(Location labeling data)
········
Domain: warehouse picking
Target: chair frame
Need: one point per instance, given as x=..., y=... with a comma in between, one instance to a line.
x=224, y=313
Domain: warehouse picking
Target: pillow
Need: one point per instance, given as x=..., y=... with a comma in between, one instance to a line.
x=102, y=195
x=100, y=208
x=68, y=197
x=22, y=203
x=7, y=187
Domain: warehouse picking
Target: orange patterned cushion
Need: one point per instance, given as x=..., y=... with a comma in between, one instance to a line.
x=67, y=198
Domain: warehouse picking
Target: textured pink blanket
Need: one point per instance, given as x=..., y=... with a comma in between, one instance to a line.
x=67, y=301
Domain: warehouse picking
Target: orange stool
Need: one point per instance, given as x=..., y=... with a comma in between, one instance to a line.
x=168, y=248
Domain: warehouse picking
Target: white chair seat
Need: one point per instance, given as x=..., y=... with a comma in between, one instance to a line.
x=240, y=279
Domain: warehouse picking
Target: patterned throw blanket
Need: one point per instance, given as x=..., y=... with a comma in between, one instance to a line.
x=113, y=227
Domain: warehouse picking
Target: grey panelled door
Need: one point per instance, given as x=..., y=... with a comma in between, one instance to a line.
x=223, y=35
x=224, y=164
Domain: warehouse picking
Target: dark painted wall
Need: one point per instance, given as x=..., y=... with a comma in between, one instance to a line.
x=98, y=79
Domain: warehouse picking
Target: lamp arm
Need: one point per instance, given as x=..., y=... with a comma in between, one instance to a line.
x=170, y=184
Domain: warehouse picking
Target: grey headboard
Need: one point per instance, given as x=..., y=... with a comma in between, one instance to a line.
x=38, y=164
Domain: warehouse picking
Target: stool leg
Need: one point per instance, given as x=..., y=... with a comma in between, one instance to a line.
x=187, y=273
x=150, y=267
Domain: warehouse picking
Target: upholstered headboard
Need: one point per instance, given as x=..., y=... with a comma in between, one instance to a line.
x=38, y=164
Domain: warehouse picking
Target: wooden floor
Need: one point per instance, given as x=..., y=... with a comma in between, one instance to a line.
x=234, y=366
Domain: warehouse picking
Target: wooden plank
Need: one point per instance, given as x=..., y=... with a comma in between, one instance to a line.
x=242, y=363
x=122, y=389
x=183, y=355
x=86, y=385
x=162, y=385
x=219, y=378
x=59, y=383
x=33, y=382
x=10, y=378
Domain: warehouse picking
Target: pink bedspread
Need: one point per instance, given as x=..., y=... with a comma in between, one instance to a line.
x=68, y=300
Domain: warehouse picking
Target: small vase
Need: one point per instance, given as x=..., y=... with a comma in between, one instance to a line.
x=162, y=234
········
_WRITTEN EXERCISE:_
Reproduce every line of the data above verbatim, from start to finish.

_EXERCISE RESULT:_
Domain: warehouse picking
Target: chair frame
Need: one point per instance, given as x=..., y=... with a comma in between, one instance to a line.
x=224, y=313
Domain: warehouse picking
Target: pillow
Need: one point per instance, given as x=..., y=... with a comma in between, one instance to a line.
x=102, y=195
x=100, y=208
x=68, y=197
x=22, y=203
x=7, y=187
Domain: warehouse picking
Target: orange patterned cushion
Need: one point per instance, given as x=..., y=... with a comma in between, one instance to a line.
x=67, y=198
Domain: warehouse picking
Target: textured pink blanket
Need: one point per instance, given as x=..., y=... with a comma in between, one instance to a line.
x=67, y=301
Domain: warehouse picking
Target: orange stool
Need: one point per instance, given as x=..., y=... with a comma in between, one instance to a line.
x=168, y=248
Domain: warehouse picking
Target: white chair seat
Need: one point per instance, given as x=..., y=... with a comma in between, one instance to a line.
x=240, y=279
Domain: warehouse picking
Target: patterned throw blanket
Need: one point per instance, given as x=..., y=... with a comma in between, one instance to a line.
x=113, y=227
Domain: warehouse picking
Target: grey panelled door
Need: one point per instance, given as x=..., y=... with a comma in between, one instance to a line.
x=223, y=35
x=224, y=164
Domain: warehouse picking
Target: dark painted wall
Need: one point per instance, given as x=..., y=... with a comma in between, one instance to a line.
x=98, y=79
Domain: warehouse picking
Target: lamp arm
Need: one point per instance, given as x=..., y=... with a comma in between, one instance to a line.
x=170, y=184
Domain: warehouse picking
Target: grey headboard
Need: one point per instance, given as x=..., y=... with a comma in between, one instance to a line.
x=38, y=164
Domain: warehouse picking
Target: stool leg
Need: one point per instance, given as x=..., y=... with a comma in between, one instance to a line.
x=187, y=273
x=150, y=267
Domain: warehouse picking
Target: upholstered headboard
Need: one point per instance, given as x=..., y=... with a comma in between, one instance to a line.
x=38, y=164
Domain: warehouse picking
Target: wooden floor
Need: one point per instance, given as x=..., y=... with a comma in between, one instance to a line.
x=234, y=366
Domain: warehouse picking
Target: wooden plank
Need: one point per instance, given as x=..., y=... with a comma in between, one instance to a line.
x=242, y=363
x=122, y=389
x=183, y=355
x=86, y=385
x=162, y=385
x=219, y=378
x=59, y=383
x=33, y=382
x=10, y=378
Domain: warehouse picking
Target: pink bedspread
Need: one point per instance, given as x=..., y=... with a comma in between, one instance to a line.
x=68, y=300
Domain: warehouse picking
Target: small vase
Need: one point per instance, given as x=..., y=... with a comma in between, one instance to a line.
x=162, y=234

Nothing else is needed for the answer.